### BRIEF
Restate all of the data exactly.

━━━━━ DATA LISTING

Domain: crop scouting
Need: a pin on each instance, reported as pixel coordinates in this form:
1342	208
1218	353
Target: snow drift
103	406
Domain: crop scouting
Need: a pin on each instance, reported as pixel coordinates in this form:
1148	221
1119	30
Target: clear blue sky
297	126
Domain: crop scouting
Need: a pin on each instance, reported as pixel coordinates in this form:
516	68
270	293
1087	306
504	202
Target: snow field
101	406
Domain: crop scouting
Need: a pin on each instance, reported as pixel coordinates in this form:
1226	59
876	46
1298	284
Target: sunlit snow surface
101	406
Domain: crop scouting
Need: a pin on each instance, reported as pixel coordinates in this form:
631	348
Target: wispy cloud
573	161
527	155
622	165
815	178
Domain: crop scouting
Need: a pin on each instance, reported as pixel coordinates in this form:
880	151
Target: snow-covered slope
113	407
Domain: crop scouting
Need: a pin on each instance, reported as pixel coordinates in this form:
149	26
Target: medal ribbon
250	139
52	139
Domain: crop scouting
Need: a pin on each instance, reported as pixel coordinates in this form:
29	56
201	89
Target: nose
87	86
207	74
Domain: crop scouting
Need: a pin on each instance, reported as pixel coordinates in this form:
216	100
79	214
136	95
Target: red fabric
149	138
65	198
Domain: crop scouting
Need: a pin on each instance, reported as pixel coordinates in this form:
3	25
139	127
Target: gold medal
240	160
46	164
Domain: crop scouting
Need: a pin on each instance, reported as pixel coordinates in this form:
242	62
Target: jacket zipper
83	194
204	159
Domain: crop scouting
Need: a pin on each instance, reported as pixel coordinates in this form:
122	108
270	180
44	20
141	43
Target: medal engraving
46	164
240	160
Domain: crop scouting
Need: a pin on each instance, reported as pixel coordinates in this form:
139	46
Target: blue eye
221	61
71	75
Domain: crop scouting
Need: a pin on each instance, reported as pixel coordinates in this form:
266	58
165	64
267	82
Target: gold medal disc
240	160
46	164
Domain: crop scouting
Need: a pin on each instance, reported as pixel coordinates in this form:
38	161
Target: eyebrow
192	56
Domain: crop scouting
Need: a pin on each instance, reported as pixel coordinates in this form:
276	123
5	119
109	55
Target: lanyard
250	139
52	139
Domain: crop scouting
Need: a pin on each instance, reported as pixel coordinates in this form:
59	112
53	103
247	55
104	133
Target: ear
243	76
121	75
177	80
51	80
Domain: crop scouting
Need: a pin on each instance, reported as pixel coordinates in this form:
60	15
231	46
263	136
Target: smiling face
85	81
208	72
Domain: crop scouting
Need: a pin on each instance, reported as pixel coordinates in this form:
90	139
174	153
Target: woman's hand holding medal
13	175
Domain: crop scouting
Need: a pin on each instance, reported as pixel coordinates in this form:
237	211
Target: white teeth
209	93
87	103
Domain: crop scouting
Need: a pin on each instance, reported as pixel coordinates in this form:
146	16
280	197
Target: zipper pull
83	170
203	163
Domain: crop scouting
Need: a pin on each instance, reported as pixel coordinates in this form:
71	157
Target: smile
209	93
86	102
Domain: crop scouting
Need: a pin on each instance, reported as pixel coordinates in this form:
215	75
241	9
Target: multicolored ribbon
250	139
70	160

━━━━━━━━━━

### ANSWER FOR THIS EXERCISE
Domain: crop scouting
Need: a pin on each instance, reported as pixel coordinates in this form:
1342	208
1218	353
Target: snow drift
103	406
Domain: crop scouting
Need: a pin on each instance, reported as pixel coordinates in this form:
1148	221
1119	30
Target: clear blue sky
297	126
Domain: crop scouting
Need: a pin on each instance, reported as pixel coordinates in this form:
516	68
270	293
1087	306
504	202
Target: snow field
101	406
Domain: crop scouting
Need: a pin on each instance, reported as pixel coordinates in this form:
1226	59
876	46
1298	284
Target: sunlit snow surface
101	406
Domain: crop scouting
Need: a pin on each instance, reported as pixel coordinates in this form:
631	348
Target: wispy cloud
573	161
527	155
622	165
815	178
Domain: crop scouting
Need: a pin on each instance, reported as pixel coordinates in this form:
880	151
Target: snow-covered slope
113	407
Domain: crop scouting
Need: a pin on each instance, reported as pixel coordinates in this form:
149	26
Target: medal ribbon
250	139
52	139
Domain: crop scouting
Need: a pin on each instance, reported as pixel coordinates in this form:
29	56
201	89
Target: nose
87	86
207	74
Domain: crop scouting
Need: a pin on each instance, reported as pixel coordinates in this form:
216	100
79	214
136	95
Target: red fabric
149	138
65	198
Domain: crop scouting
Need: a pin on each instance, reported as pixel coordinates in this form:
3	25
139	127
Target: gold medal
240	160
46	164
Domain: crop scouting
Need: a pin on each instance, reported as pixel coordinates in this form:
242	62
Target: jacket zipper
83	194
204	159
Domain: crop scouting
Need: a pin on each instance, reported as pixel coordinates in this form:
122	108
270	180
44	20
141	43
Target: medal engraving
46	164
240	160
Domain: crop scouting
Need: a pin on each instance, reported as pixel coordinates in this form:
139	46
Target: blue eye
221	61
71	75
Domain: crop scouting
Need: a pin on each instance, reported as pixel coordinates in this form:
266	58
165	64
267	82
Target: gold medal disc
240	160
46	164
Domain: crop scouting
Need: a pin on each instance, reported as pixel coordinates in this form:
38	161
Target: eyebrow
192	56
Domain: crop scouting
Need: a pin on each instance, reported as pixel coordinates in this form:
276	123
5	119
109	55
Target: lanyard
250	139
52	139
Domain: crop scouting
Need: a pin on each instance, reported as pixel coordinates in this form:
59	112
53	103
247	55
104	133
Target: ear
243	76
121	75
177	80
51	80
Domain: crop scouting
Need: a pin on each instance, reported as pixel coordinates in this form:
60	15
231	46
263	136
Target: smiling face
85	81
208	72
Domain: crop scouting
Need: a pin on each instance, reported as pixel coordinates in this form:
90	139
174	153
Target: woman's hand holding medal
13	175
Domain: crop scouting
Need: a pin on each instance, reported as pixel coordinates in this form:
237	211
Target: white teeth
209	93
87	103
Domain: crop scouting
Need: a pin on each instance, reported as pixel coordinates in this form:
146	16
280	197
Target: zipper pull
83	170
203	163
Domain: crop scouting
Need: a pin on each instance, reported as pixel coordinates in this form:
71	157
Target: smile
209	93
86	102
Domain: crop scouting
Need: a pin on each instance, reported as pixel coordinates in this form:
215	75
241	9
Target: multicolored ribbon
250	139
70	160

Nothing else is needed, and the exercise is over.